* _DATASET CONTENT_
--*--

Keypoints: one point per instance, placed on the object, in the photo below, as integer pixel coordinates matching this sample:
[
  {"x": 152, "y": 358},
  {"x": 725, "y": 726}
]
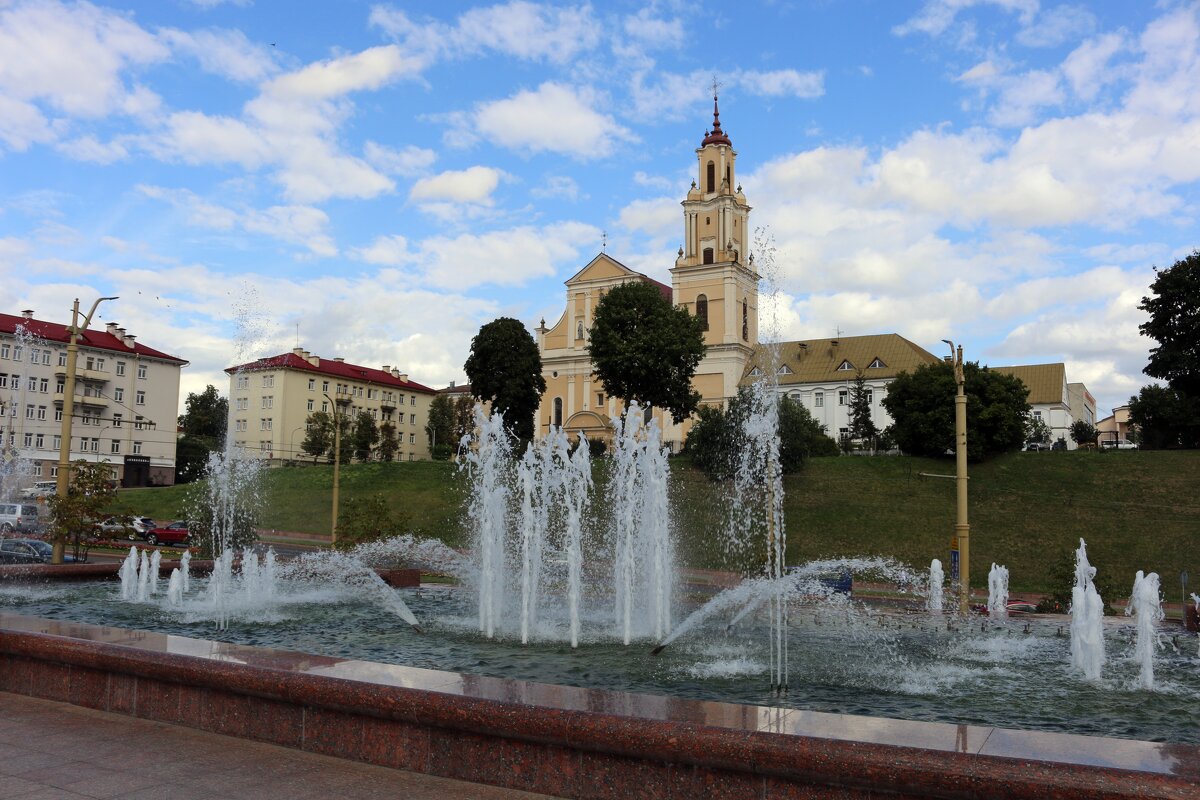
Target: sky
[{"x": 376, "y": 180}]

--*--

* _PROMPT_
Without altering anything, output all the lines above but none of the images.

* _RESPONSE BOX_
Keypoints: one point per instance, placed on the object, in the photo below, as integer pixel coordinates matching this sample:
[
  {"x": 152, "y": 358},
  {"x": 725, "y": 726}
]
Target: sky
[{"x": 376, "y": 180}]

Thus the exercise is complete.